• **Written problem**:
Copy the data below again, swapping each "put a marker on" for "place a point on" and leaving everything else unchanged.

━━━━━ Excerpted records ━━━━━

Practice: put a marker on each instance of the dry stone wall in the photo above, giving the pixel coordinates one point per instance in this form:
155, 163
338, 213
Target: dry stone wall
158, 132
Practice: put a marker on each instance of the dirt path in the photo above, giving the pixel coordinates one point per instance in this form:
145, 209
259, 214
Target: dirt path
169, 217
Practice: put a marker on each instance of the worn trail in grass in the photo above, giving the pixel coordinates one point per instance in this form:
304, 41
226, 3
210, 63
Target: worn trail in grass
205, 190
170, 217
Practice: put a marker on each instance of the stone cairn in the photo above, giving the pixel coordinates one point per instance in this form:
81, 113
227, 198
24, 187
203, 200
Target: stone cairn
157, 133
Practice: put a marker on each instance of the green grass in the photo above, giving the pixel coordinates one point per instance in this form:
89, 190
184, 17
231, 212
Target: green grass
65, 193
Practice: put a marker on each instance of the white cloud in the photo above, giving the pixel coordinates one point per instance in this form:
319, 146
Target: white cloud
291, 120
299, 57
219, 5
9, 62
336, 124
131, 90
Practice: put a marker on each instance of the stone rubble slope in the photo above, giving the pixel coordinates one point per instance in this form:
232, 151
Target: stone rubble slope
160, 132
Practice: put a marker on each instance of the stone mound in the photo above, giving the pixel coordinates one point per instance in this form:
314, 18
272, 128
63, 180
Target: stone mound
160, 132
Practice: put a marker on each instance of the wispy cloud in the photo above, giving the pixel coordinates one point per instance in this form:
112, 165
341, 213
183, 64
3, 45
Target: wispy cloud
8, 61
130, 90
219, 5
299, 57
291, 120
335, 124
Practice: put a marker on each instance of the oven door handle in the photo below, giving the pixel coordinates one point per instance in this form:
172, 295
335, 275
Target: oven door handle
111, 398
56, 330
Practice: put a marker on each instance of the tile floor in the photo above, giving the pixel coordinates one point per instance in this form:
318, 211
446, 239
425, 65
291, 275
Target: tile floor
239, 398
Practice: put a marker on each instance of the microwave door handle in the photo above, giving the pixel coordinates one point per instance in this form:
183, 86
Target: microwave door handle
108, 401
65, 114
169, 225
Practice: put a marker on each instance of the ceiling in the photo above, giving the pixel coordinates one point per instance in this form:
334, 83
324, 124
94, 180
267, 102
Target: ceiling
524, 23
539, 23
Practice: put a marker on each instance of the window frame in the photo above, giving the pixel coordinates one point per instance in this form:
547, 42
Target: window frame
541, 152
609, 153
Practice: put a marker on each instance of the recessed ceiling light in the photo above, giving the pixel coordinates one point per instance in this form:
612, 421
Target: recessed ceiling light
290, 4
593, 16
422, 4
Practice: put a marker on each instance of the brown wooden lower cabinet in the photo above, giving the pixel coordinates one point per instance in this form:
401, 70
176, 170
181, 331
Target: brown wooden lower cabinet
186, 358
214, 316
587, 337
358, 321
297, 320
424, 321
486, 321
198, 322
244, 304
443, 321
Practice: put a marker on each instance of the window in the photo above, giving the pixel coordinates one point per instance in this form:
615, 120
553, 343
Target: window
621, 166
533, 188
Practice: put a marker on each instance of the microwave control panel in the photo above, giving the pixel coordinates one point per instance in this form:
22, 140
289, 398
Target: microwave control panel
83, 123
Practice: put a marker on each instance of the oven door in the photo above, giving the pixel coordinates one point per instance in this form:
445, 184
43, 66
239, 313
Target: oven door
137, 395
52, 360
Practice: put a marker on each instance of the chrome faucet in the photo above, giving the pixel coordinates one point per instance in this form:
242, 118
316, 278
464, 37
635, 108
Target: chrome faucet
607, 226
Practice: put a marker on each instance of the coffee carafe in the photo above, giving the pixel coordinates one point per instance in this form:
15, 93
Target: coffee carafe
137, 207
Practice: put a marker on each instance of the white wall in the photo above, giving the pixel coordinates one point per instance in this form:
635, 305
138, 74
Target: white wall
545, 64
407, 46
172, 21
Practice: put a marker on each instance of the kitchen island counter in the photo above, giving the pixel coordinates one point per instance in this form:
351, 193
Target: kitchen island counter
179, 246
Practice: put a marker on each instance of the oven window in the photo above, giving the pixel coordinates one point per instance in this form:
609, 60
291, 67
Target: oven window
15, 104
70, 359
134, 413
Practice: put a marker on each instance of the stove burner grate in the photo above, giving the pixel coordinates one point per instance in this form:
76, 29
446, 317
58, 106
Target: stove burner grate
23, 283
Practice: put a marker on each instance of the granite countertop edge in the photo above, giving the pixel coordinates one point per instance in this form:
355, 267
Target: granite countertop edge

━━━━━

• **Exercise response**:
Practice: place a point on each instance of the dry stone wall in the photo above, giving the pixel coordinates one point per instance in this form:
155, 163
338, 213
Target: dry stone wall
158, 132
Practice: place a point on each instance of the dirt path in the photo above, giving the pixel coordinates one point per instance in this form:
145, 209
259, 214
Target: dirt path
169, 217
Practice: place a point on each instance of the worn trail in grass in the photo above, giving the pixel coordinates one point per instance in this form:
304, 41
226, 3
210, 63
Target: worn trail in grass
205, 190
170, 217
Practice: place a point on each instance of the stone cairn in the photo above, giving the pixel coordinates one point per instance in this form:
81, 113
227, 198
24, 187
203, 200
Target: stone cairn
157, 133
Practice: place a point on each instance of the green grass in the photo above, giving the pixel coordinates one point per instance in this form:
89, 190
184, 17
231, 212
Target: green grass
65, 193
Practice: place a point on each instance of the white cloud in the photo above, giving the pixel coordinates one point per instance in this form:
319, 146
Target: white cloud
291, 120
299, 57
219, 5
9, 62
336, 124
131, 90
Practice: place a point on each instance of the stone rubble slope in the photo above, giving the pixel coordinates one point per instance in this form:
232, 151
Target: stone rubble slope
160, 132
Practice: place a point on each instance of the stone mound in the photo above, giving the pixel coordinates one point per instance in this form:
314, 18
272, 128
63, 180
Target: stone mound
160, 132
Practice: place a point on each instance of the wispy cloud in the photo above, giving the pixel coordinates one point per instance in this form:
112, 165
341, 213
183, 64
3, 45
Target: wispy cloud
8, 61
130, 90
219, 5
299, 57
291, 120
335, 124
Practice: place a point on each instance of the oven door handle in the photo below, giving the pixel coordinates one point per instance in this form:
172, 295
335, 275
Target: oven door handle
111, 398
56, 330
Practice: place a point on each instance of the tile floor in the photo above, giving the pixel coordinates one point per instance in this form:
318, 211
446, 239
425, 65
291, 275
Target: tile floor
239, 398
Practice: place a point on each instance of the microwave door handle in the photo above, giving the pixel coordinates one point per instance in this form:
183, 86
Target: microwave door handle
108, 401
65, 114
169, 225
Practice: place a point on each instance of the ceiling in the photo above, giving the pixel coordinates one point per instance in this form:
334, 83
324, 124
94, 180
267, 102
Target: ceiling
524, 23
539, 23
Practice: place a point on each instance of the window frame in the photo above, giving the pixel coordinates one point per instance in this form:
547, 42
Target: window frame
541, 152
609, 153
Practice: place a point on each instance of the recessed ceiling light in the photo above, giving the pixel coordinates one point per instance in this form:
612, 421
Target: recessed ceiling light
290, 4
593, 16
422, 4
Practice: place a point on each instance of the brown wooden lower cabinet in the photo above, giving the pixel coordinates one point per instance in this form:
401, 70
176, 170
181, 331
Target: brown wooden lower cabinet
186, 358
214, 316
587, 337
358, 321
297, 320
424, 321
486, 321
198, 322
244, 304
443, 321
Practice: place a point on each instance of the window in the photo above, giving the pixel coordinates one point per instance in this form:
615, 120
553, 343
Target: window
621, 166
533, 188
Practice: place a point on each instance of the microwave control panel in the photo above, giving the pixel coordinates one point per instance in this form:
22, 140
289, 398
Target: microwave control panel
83, 123
Practice: place a point on each instance of the oven door in the photo above, giving the pixel coordinates one point per instance in this form:
445, 184
43, 66
239, 313
Target: oven door
137, 395
52, 360
Practice: place a point on each instance of the chrome faucet in the photo above, giving the pixel coordinates one point per instance in this form:
242, 118
316, 278
464, 37
635, 108
Target: chrome faucet
607, 226
Practice: place a point on each instance of the coffee carafe in the photo above, giving the pixel coordinates one point per instance in this form:
15, 93
Target: coffee carafe
137, 207
Practice: place a point on each instance of the white wall in the photo above, giving the pixel coordinates one point per instance in this form:
635, 305
138, 74
Target: white wall
545, 64
407, 46
172, 21
Practice: place a point on each instance of the kitchen island counter in the photo above, giving the pixel coordinates one point per instance in this form:
351, 193
Target: kitchen island counter
179, 246
Practice: place a point on each instance of the oven window in the photo above, giving the pixel coordinates one point per instance in this form:
609, 60
291, 67
Target: oven window
15, 104
70, 359
134, 413
Practice: place a point on each instance of the stove burner grate in the photo above, giving the pixel coordinates one point per instance in this form:
76, 29
446, 317
58, 106
Target: stove burner grate
23, 283
Practice: place a point on each instance of the granite countertop edge in the photo above, giving the pixel coordinates one point per instance in this form:
355, 267
Target: granite countertop edge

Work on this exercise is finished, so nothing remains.